**TASK STATEMENT**
Transcribe the tail of the listing: start at the line containing "# answer as (x, y) pixel pairs, one per line" and stop after the last line, keeping every character as is and adding nothing.

┏━━

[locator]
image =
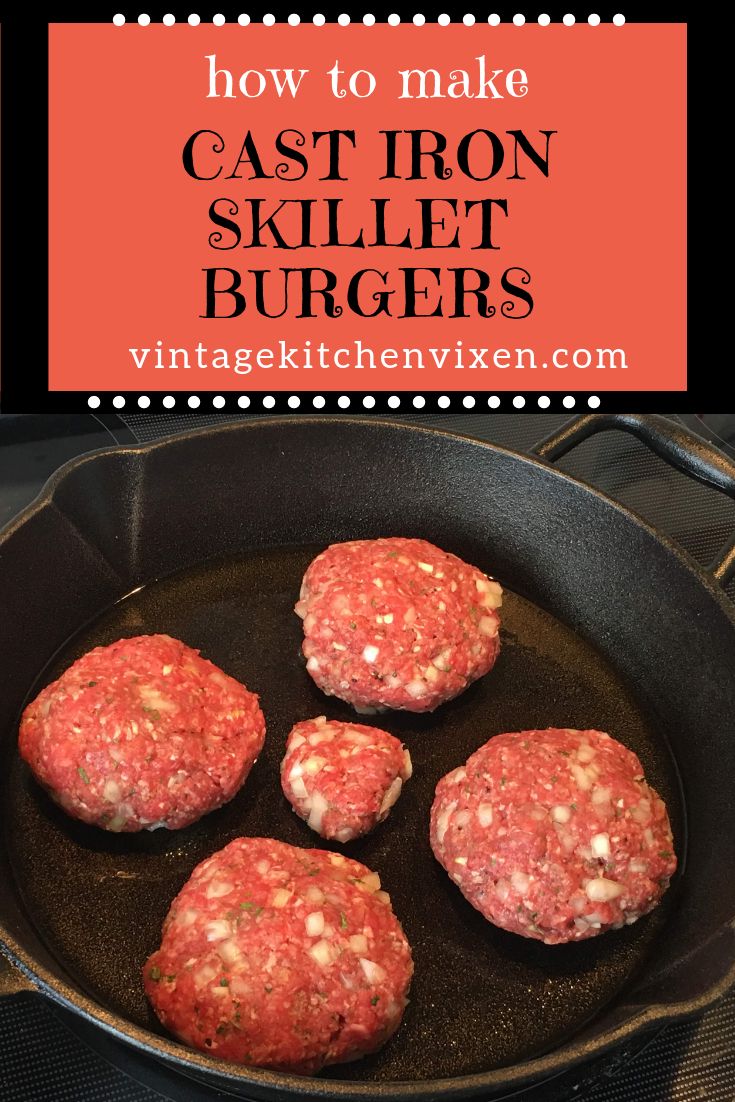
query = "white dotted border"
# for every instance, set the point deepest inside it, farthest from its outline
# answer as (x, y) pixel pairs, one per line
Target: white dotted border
(367, 20)
(455, 401)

┗━━

**SOLUTION TO THE PROBLEM**
# answer as (x, y) pixel pairs, one per line
Target: white dotted border
(367, 20)
(455, 401)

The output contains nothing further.